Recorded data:
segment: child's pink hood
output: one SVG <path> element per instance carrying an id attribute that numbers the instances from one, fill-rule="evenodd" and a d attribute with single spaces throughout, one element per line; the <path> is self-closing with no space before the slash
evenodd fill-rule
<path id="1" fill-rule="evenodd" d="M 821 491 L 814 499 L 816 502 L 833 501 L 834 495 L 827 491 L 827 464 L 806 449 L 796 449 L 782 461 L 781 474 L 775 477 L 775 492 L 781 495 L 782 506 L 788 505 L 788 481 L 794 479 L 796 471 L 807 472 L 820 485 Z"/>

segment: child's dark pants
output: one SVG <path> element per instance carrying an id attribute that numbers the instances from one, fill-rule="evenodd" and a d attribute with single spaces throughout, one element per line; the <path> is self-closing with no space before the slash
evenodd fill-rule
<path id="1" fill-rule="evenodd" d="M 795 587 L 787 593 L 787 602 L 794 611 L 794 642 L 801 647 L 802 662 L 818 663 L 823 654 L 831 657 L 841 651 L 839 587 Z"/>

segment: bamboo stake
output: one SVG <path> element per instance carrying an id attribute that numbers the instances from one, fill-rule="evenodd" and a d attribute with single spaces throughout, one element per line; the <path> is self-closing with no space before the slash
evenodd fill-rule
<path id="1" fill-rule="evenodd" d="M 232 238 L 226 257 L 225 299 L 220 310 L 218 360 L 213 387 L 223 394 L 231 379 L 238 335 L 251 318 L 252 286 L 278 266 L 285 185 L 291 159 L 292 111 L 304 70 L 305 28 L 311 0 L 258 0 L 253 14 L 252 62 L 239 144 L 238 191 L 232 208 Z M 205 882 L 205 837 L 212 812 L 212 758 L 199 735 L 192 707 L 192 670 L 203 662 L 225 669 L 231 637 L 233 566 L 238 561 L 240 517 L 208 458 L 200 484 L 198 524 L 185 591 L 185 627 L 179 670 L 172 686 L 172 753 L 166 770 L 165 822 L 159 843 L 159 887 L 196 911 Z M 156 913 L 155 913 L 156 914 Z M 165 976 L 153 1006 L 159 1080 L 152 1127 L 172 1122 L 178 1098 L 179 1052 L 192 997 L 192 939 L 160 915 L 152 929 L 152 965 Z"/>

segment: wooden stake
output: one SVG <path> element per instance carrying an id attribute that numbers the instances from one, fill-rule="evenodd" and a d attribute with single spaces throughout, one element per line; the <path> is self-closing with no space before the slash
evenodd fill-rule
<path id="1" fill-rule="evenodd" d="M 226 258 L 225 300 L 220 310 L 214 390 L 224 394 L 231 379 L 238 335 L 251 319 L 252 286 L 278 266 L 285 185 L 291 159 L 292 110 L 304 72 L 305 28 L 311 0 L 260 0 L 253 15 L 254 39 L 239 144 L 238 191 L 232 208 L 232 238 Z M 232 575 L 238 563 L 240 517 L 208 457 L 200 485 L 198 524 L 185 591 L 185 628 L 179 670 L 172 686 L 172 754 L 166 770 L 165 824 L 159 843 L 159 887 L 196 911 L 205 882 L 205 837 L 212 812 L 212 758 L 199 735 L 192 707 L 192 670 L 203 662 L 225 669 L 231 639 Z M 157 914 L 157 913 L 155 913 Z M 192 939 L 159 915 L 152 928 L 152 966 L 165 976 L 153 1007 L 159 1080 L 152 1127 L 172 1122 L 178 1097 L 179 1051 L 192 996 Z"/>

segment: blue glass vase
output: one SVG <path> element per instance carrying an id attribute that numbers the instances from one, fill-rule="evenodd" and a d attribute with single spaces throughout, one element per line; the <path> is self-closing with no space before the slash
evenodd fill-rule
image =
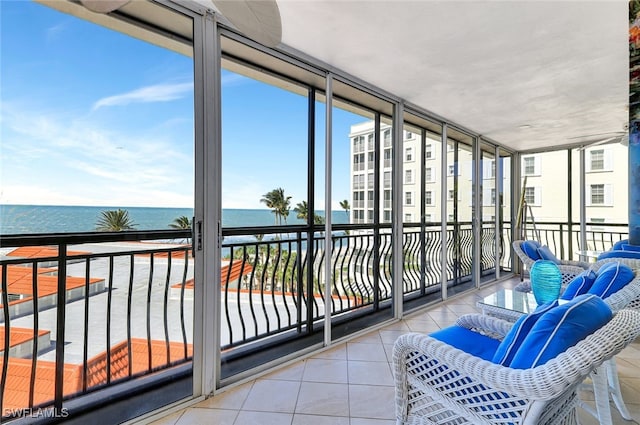
<path id="1" fill-rule="evenodd" d="M 557 300 L 560 297 L 562 273 L 553 261 L 538 260 L 529 272 L 531 290 L 538 305 Z"/>

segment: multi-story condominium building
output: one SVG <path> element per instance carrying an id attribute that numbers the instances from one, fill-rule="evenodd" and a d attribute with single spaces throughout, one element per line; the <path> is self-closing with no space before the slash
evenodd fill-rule
<path id="1" fill-rule="evenodd" d="M 393 154 L 391 126 L 380 128 L 382 145 L 380 158 L 380 202 L 381 223 L 391 221 Z M 373 122 L 367 121 L 351 127 L 351 222 L 372 223 L 374 221 L 375 200 L 375 146 Z M 421 164 L 424 149 L 424 221 L 440 222 L 441 217 L 441 140 L 439 136 L 426 134 L 422 137 L 414 132 L 403 131 L 402 170 L 397 178 L 402 179 L 402 217 L 404 223 L 420 222 L 420 187 L 423 168 Z M 447 217 L 454 221 L 453 203 L 457 201 L 457 221 L 471 220 L 473 196 L 472 153 L 458 149 L 457 163 L 454 160 L 454 144 L 447 143 Z M 570 153 L 568 153 L 570 152 Z M 568 181 L 568 156 L 571 155 L 571 183 Z M 625 223 L 628 214 L 628 160 L 627 147 L 617 144 L 599 145 L 586 148 L 585 158 L 585 205 L 588 223 Z M 501 159 L 502 187 L 511 178 L 509 159 Z M 496 203 L 496 162 L 494 156 L 482 158 L 482 220 L 495 221 Z M 521 156 L 521 188 L 529 220 L 537 222 L 580 221 L 580 151 L 554 151 L 524 154 Z M 457 175 L 456 175 L 457 174 Z M 454 178 L 457 177 L 454 184 Z M 526 180 L 525 180 L 526 178 Z M 571 185 L 571 186 L 570 186 Z M 570 189 L 571 187 L 571 189 Z M 501 205 L 510 205 L 509 191 L 500 190 Z M 571 194 L 569 194 L 571 192 Z M 571 195 L 571 196 L 570 196 Z M 569 211 L 571 200 L 571 215 Z M 516 202 L 517 205 L 517 202 Z M 506 207 L 505 207 L 506 208 Z M 503 220 L 510 219 L 509 211 L 502 211 Z M 533 216 L 533 217 L 532 217 Z"/>

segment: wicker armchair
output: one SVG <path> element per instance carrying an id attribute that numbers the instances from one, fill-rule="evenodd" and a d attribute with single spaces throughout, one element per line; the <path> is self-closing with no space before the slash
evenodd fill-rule
<path id="1" fill-rule="evenodd" d="M 505 335 L 511 324 L 466 315 L 458 325 Z M 640 335 L 640 312 L 622 310 L 605 326 L 542 366 L 511 369 L 425 334 L 393 348 L 398 424 L 575 424 L 582 380 Z"/>
<path id="2" fill-rule="evenodd" d="M 605 298 L 604 301 L 614 312 L 623 308 L 640 311 L 640 260 L 631 258 L 607 258 L 599 260 L 593 264 L 591 268 L 593 271 L 598 272 L 602 266 L 613 262 L 620 262 L 621 264 L 629 266 L 635 272 L 635 278 L 627 286 Z M 591 374 L 591 381 L 593 383 L 595 409 L 582 400 L 580 401 L 580 407 L 598 418 L 600 424 L 611 425 L 611 407 L 609 405 L 609 396 L 611 396 L 620 415 L 626 420 L 633 419 L 622 398 L 615 357 L 606 360 L 598 367 Z"/>
<path id="3" fill-rule="evenodd" d="M 531 270 L 535 260 L 531 259 L 531 257 L 522 250 L 523 242 L 524 241 L 513 241 L 513 250 L 527 270 Z M 562 273 L 562 286 L 568 285 L 574 277 L 588 269 L 591 265 L 591 263 L 586 263 L 584 261 L 560 260 L 558 268 L 560 269 L 560 273 Z"/>

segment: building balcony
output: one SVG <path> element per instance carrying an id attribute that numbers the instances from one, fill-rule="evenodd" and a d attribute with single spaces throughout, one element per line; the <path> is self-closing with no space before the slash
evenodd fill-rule
<path id="1" fill-rule="evenodd" d="M 426 307 L 407 318 L 229 387 L 186 409 L 162 413 L 154 425 L 217 424 L 395 424 L 391 350 L 406 332 L 433 332 L 466 313 L 479 312 L 476 302 L 498 288 L 520 283 L 511 279 Z M 640 341 L 617 357 L 622 393 L 634 418 L 640 418 Z M 593 404 L 593 392 L 581 399 Z M 615 425 L 627 425 L 612 404 Z M 596 425 L 578 409 L 580 423 Z"/>
<path id="2" fill-rule="evenodd" d="M 481 253 L 475 257 L 471 223 L 447 227 L 447 245 L 458 247 L 448 253 L 447 291 L 466 295 L 441 303 L 440 225 L 406 223 L 403 304 L 415 313 L 390 324 L 391 226 L 334 226 L 328 306 L 337 342 L 329 350 L 321 344 L 326 299 L 322 228 L 313 233 L 307 226 L 225 229 L 220 278 L 213 283 L 219 287 L 222 395 L 183 411 L 180 420 L 219 414 L 237 416 L 234 420 L 242 423 L 241 418 L 261 411 L 277 414 L 283 423 L 296 415 L 302 415 L 294 419 L 298 421 L 304 415 L 352 422 L 393 419 L 387 406 L 393 399 L 392 380 L 384 371 L 399 332 L 429 332 L 455 320 L 453 313 L 476 311 L 477 297 L 502 284 L 473 291 L 474 258 L 480 260 L 481 282 L 494 281 L 497 269 L 511 274 L 508 232 L 502 235 L 496 262 L 494 224 L 483 226 Z M 579 247 L 577 229 L 569 224 L 539 223 L 536 230 L 541 232 L 538 239 L 563 258 L 572 255 L 571 247 Z M 258 233 L 263 236 L 253 236 Z M 26 415 L 25 409 L 60 413 L 73 406 L 72 412 L 81 415 L 92 405 L 106 403 L 109 391 L 144 399 L 151 395 L 144 389 L 149 380 L 166 386 L 164 398 L 145 402 L 140 414 L 188 399 L 197 297 L 190 236 L 189 231 L 156 231 L 4 237 L 3 421 Z M 588 248 L 606 249 L 625 236 L 624 225 L 592 230 Z M 433 323 L 423 323 L 431 319 Z M 376 348 L 363 345 L 372 342 Z M 309 357 L 290 360 L 301 353 Z M 288 366 L 265 376 L 283 362 Z M 634 367 L 629 367 L 631 388 L 640 375 Z M 270 385 L 265 380 L 283 387 L 277 391 L 282 402 L 269 401 L 273 395 L 264 392 Z M 330 397 L 341 394 L 342 401 L 327 399 L 335 410 L 326 410 L 324 403 L 318 408 L 317 400 L 323 400 L 318 392 L 330 387 L 335 388 Z M 285 394 L 293 398 L 285 402 Z M 238 397 L 242 404 L 237 404 Z"/>

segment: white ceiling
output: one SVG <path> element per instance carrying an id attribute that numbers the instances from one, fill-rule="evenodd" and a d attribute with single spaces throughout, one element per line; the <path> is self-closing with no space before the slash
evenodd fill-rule
<path id="1" fill-rule="evenodd" d="M 513 149 L 628 122 L 626 1 L 277 4 L 284 45 Z"/>

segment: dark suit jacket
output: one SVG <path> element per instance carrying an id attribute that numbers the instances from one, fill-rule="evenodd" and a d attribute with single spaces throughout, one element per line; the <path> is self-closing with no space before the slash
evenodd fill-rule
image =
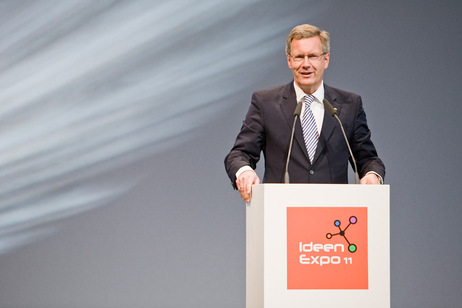
<path id="1" fill-rule="evenodd" d="M 359 95 L 324 86 L 325 98 L 337 108 L 360 178 L 369 171 L 385 177 L 385 166 L 377 156 L 367 126 L 366 114 Z M 253 169 L 265 157 L 264 183 L 283 183 L 289 149 L 293 113 L 297 105 L 293 81 L 287 85 L 255 92 L 241 131 L 225 168 L 235 187 L 235 174 L 242 166 Z M 295 127 L 295 140 L 289 163 L 291 183 L 348 183 L 350 155 L 337 120 L 325 111 L 313 164 L 310 164 L 300 121 Z"/>

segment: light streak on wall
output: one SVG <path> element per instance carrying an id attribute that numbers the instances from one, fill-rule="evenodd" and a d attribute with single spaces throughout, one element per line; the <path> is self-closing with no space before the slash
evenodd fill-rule
<path id="1" fill-rule="evenodd" d="M 108 174 L 184 142 L 268 73 L 301 13 L 255 22 L 260 4 L 2 2 L 0 253 L 130 189 L 137 176 Z"/>

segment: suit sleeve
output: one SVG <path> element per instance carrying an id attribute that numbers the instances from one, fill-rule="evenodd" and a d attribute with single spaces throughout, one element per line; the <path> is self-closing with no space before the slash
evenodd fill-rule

Required action: Wherever the string "child" occurs in the entries, copy that whole line.

Problem solution:
segment: child's pink hood
segment: child's dark pants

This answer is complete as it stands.